Rescale the material from the line containing "of the herd" through the end of the material, writing out those lines again with their requests included. Multiply every x and y coordinate in the answers by 0.2, rounding to whole numbers with halves rounded up.

BEGIN Records supplied

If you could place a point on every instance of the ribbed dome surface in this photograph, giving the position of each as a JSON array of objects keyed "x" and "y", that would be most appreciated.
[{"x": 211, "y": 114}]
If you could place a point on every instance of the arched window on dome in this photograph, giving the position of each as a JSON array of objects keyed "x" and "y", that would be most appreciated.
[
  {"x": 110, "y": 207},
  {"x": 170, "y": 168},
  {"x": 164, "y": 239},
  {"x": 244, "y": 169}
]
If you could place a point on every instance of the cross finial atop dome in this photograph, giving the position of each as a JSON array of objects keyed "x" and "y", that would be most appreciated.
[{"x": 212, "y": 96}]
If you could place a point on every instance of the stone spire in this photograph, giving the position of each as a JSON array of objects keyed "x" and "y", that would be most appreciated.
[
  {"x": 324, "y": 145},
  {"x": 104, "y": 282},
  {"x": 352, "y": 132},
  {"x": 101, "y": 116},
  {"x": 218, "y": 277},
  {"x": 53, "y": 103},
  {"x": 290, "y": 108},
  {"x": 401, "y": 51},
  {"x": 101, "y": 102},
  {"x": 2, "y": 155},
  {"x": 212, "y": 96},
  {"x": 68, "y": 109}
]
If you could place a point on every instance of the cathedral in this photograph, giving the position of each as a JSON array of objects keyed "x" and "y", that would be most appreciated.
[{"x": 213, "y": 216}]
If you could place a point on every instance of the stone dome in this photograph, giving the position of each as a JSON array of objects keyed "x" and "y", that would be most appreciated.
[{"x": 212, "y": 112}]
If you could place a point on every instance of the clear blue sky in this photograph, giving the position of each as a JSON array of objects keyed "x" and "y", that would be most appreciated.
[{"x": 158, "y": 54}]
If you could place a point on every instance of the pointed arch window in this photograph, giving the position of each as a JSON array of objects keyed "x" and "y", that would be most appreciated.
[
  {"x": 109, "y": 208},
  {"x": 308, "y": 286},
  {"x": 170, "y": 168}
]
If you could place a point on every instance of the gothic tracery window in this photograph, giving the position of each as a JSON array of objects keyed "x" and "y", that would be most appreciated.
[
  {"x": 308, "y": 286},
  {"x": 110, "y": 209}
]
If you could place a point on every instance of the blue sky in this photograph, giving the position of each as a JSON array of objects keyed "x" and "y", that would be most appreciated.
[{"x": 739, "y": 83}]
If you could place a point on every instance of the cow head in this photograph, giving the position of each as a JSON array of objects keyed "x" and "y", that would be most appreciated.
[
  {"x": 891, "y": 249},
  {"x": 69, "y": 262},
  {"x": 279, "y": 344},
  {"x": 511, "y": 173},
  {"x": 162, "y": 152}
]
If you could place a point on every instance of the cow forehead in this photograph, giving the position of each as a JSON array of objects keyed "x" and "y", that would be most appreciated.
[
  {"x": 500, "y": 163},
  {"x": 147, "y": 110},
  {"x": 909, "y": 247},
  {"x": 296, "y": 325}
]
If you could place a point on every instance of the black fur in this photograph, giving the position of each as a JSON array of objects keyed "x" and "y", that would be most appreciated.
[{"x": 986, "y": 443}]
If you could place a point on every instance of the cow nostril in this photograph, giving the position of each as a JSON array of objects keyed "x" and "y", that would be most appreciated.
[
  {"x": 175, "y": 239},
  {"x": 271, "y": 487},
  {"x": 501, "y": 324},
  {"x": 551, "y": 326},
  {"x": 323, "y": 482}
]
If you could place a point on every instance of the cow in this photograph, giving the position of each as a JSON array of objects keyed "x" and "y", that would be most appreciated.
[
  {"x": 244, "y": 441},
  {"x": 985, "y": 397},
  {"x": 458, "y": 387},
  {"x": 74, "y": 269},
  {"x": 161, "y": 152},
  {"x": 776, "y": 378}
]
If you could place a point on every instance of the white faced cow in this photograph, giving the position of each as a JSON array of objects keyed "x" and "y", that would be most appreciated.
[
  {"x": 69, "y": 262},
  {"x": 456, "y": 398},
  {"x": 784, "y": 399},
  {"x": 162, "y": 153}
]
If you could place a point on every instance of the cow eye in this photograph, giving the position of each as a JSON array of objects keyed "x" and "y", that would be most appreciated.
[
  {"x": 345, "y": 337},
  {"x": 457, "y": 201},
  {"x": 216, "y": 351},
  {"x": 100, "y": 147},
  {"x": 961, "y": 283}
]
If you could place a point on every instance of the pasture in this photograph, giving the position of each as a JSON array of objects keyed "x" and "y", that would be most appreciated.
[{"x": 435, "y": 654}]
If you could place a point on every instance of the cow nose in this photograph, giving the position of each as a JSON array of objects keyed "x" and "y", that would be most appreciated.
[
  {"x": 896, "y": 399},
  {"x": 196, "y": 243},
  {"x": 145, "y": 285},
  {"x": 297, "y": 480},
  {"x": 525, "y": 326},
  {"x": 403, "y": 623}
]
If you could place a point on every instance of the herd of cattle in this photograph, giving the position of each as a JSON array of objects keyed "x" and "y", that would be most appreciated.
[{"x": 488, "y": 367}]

END Records supplied

• _Task solution_:
If you could place a point on every instance of the herd of cattle in this photograph, giving the position of each as a JSON array of objects keyed "x" and "y", that would be most appreciated.
[{"x": 98, "y": 73}]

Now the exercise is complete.